Collected data:
_ _ _ _

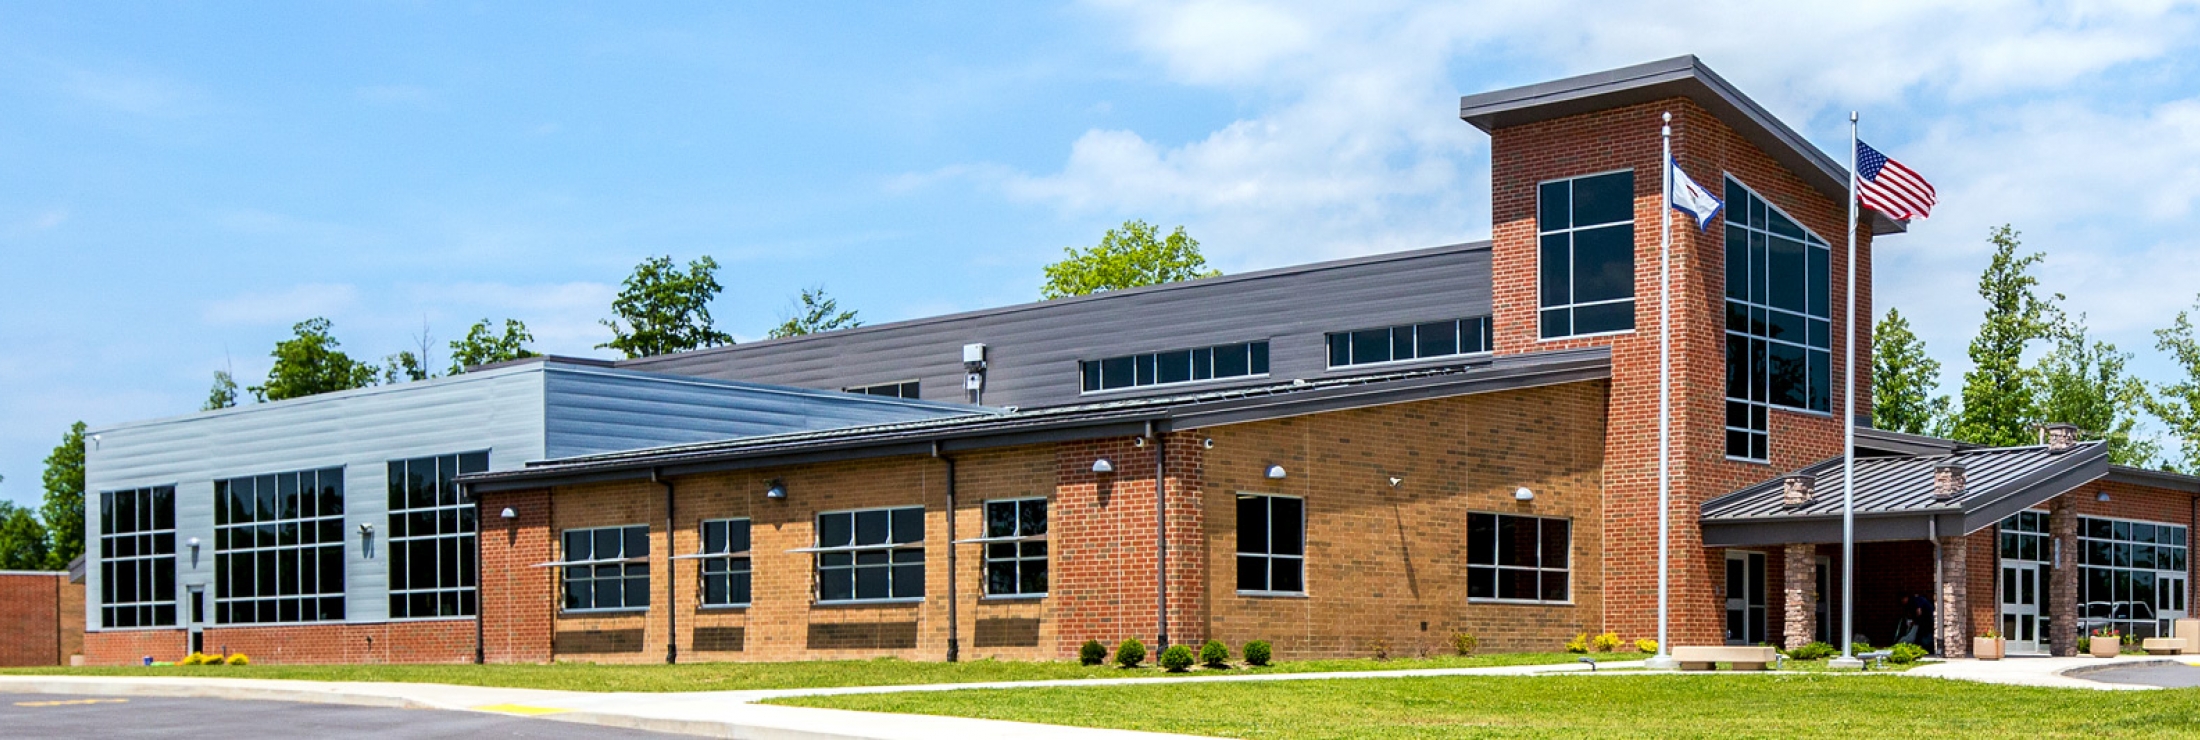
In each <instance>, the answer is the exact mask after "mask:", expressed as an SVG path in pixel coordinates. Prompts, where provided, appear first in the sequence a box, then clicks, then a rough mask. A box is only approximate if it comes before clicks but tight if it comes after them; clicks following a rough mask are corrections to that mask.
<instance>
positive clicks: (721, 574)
mask: <svg viewBox="0 0 2200 740" xmlns="http://www.w3.org/2000/svg"><path fill="white" fill-rule="evenodd" d="M695 557H697V559H700V562H702V568H700V570H702V606H748V520H708V522H702V553H695Z"/></svg>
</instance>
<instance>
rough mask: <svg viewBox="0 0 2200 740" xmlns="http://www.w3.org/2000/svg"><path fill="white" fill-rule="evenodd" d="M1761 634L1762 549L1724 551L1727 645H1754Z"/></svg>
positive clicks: (1763, 591) (1757, 639)
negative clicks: (1753, 551) (1733, 550)
mask: <svg viewBox="0 0 2200 740" xmlns="http://www.w3.org/2000/svg"><path fill="white" fill-rule="evenodd" d="M1762 641H1767V634H1764V553H1731V551H1729V553H1727V645H1756V643H1762Z"/></svg>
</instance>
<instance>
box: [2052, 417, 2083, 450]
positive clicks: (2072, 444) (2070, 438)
mask: <svg viewBox="0 0 2200 740" xmlns="http://www.w3.org/2000/svg"><path fill="white" fill-rule="evenodd" d="M2046 432H2048V451H2057V454H2061V451H2070V447H2077V425H2068V423H2050V425H2046Z"/></svg>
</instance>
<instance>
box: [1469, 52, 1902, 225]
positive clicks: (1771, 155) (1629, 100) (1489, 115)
mask: <svg viewBox="0 0 2200 740" xmlns="http://www.w3.org/2000/svg"><path fill="white" fill-rule="evenodd" d="M1665 97H1687V99H1692V101H1696V104H1698V106H1703V108H1705V110H1709V112H1712V115H1716V117H1718V119H1720V121H1725V123H1727V126H1731V128H1734V130H1736V132H1740V134H1742V139H1749V143H1756V145H1758V148H1760V150H1764V154H1771V156H1773V161H1778V163H1780V165H1782V167H1789V170H1791V172H1795V176H1800V178H1804V183H1811V187H1817V189H1819V192H1824V194H1826V196H1828V198H1833V200H1835V203H1848V167H1844V165H1841V163H1839V161H1837V159H1833V156H1828V154H1826V152H1819V148H1815V145H1811V141H1808V139H1804V137H1802V134H1797V132H1795V130H1793V128H1789V126H1786V123H1782V121H1780V119H1778V117H1773V115H1771V112H1769V110H1764V106H1758V104H1756V101H1753V99H1749V95H1742V90H1738V88H1736V86H1734V84H1729V81H1727V79H1725V77H1718V73H1712V68H1709V66H1705V64H1703V59H1696V55H1685V57H1672V59H1659V62H1648V64H1635V66H1621V68H1613V70H1602V73H1591V75H1580V77H1566V79H1551V81H1540V84H1531V86H1518V88H1505V90H1492V92H1478V95H1465V97H1461V99H1459V117H1461V119H1465V121H1467V123H1474V128H1481V130H1483V132H1492V130H1498V128H1509V126H1522V123H1536V121H1549V119H1560V117H1571V115H1582V112H1593V110H1606V108H1619V106H1635V104H1648V101H1654V99H1665ZM1868 211H1870V209H1868ZM1870 214H1872V233H1903V231H1907V229H1910V227H1907V225H1905V222H1901V220H1894V218H1888V216H1885V214H1879V211H1870Z"/></svg>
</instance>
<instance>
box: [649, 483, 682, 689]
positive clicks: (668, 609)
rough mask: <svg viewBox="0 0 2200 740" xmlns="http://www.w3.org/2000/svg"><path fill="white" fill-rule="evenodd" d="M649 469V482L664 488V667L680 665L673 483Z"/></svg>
mask: <svg viewBox="0 0 2200 740" xmlns="http://www.w3.org/2000/svg"><path fill="white" fill-rule="evenodd" d="M658 471H660V469H658V467H651V469H649V482H656V485H660V487H664V665H673V663H680V610H678V606H680V603H678V601H680V597H678V592H680V586H678V584H675V579H673V533H675V531H673V482H671V480H664V478H662V476H658Z"/></svg>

_ _ _ _

Activity => Give the records again exactly, minus the pictures.

Expected output =>
In each <instance>, the answer is the exact mask after "mask:", expressed as an SVG path in pixel coordinates. Prompts, where provided, appear first in the sequence a box, then clicks, then a rough mask. A box is only approximate if it comes before clicks but tight if it comes after them; clicks following a rough mask are corrections to that mask.
<instance>
positive clicks: (721, 574)
mask: <svg viewBox="0 0 2200 740" xmlns="http://www.w3.org/2000/svg"><path fill="white" fill-rule="evenodd" d="M695 557H697V559H700V562H702V568H700V570H702V606H748V520H708V522H702V553H695Z"/></svg>
</instance>
<instance>
rough mask: <svg viewBox="0 0 2200 740" xmlns="http://www.w3.org/2000/svg"><path fill="white" fill-rule="evenodd" d="M1761 634L1762 549L1724 551L1727 645H1754Z"/></svg>
positive clicks: (1763, 591) (1757, 639)
negative clicks: (1753, 551) (1733, 550)
mask: <svg viewBox="0 0 2200 740" xmlns="http://www.w3.org/2000/svg"><path fill="white" fill-rule="evenodd" d="M1762 641H1767V634H1764V553H1731V551H1729V553H1727V645H1756V643H1762Z"/></svg>
</instance>
<instance>
box: [2052, 417, 2083, 450]
positive clicks: (2072, 444) (2070, 438)
mask: <svg viewBox="0 0 2200 740" xmlns="http://www.w3.org/2000/svg"><path fill="white" fill-rule="evenodd" d="M2046 432H2048V451H2057V454H2061V451H2070V447H2077V425H2068V423H2050V425H2046Z"/></svg>
</instance>
<instance>
box: [1469, 52, 1902, 225]
positive clicks: (1771, 155) (1629, 100) (1489, 115)
mask: <svg viewBox="0 0 2200 740" xmlns="http://www.w3.org/2000/svg"><path fill="white" fill-rule="evenodd" d="M1665 97H1687V99H1692V101H1696V104H1698V106H1703V108H1705V110H1709V112H1712V115H1716V117H1718V119H1720V121H1725V123H1727V126H1731V128H1734V130H1736V132H1740V134H1742V139H1749V143H1756V145H1758V148H1760V150H1764V154H1771V156H1773V161H1778V163H1780V165H1782V167H1789V170H1791V172H1795V176H1800V178H1804V183H1811V187H1817V189H1819V192H1824V194H1826V196H1828V198H1833V200H1835V203H1848V167H1844V165H1841V163H1839V161H1837V159H1833V156H1828V154H1826V152H1819V148H1815V145H1811V141H1808V139H1804V137H1802V134H1797V132H1795V130H1793V128H1789V126H1786V123H1782V121H1780V119H1778V117H1773V115H1771V112H1769V110H1764V106H1758V104H1756V101H1753V99H1749V95H1742V90H1738V88H1736V86H1734V84H1729V81H1727V79H1725V77H1718V73H1712V68H1709V66H1705V64H1703V59H1696V55H1685V57H1672V59H1659V62H1648V64H1635V66H1621V68H1613V70H1602V73H1591V75H1580V77H1566V79H1551V81H1540V84H1531V86H1518V88H1505V90H1492V92H1478V95H1465V97H1461V99H1459V117H1461V119H1465V121H1467V123H1474V128H1481V130H1483V132H1492V130H1498V128H1509V126H1522V123H1536V121H1549V119H1560V117H1571V115H1582V112H1593V110H1606V108H1619V106H1635V104H1648V101H1654V99H1665ZM1868 211H1870V209H1868ZM1870 214H1872V233H1903V231H1907V229H1910V227H1907V225H1905V222H1901V220H1894V218H1888V216H1885V214H1879V211H1870Z"/></svg>
</instance>
<instance>
box: [649, 483, 682, 689]
positive clicks: (668, 609)
rough mask: <svg viewBox="0 0 2200 740" xmlns="http://www.w3.org/2000/svg"><path fill="white" fill-rule="evenodd" d="M649 469V482L664 488V667L680 665L673 483Z"/></svg>
mask: <svg viewBox="0 0 2200 740" xmlns="http://www.w3.org/2000/svg"><path fill="white" fill-rule="evenodd" d="M658 471H660V469H658V467H651V469H649V482H656V485H660V487H664V665H673V663H680V610H678V606H680V603H678V601H680V597H678V592H680V586H678V584H675V579H673V533H675V531H673V482H671V480H664V478H662V476H658Z"/></svg>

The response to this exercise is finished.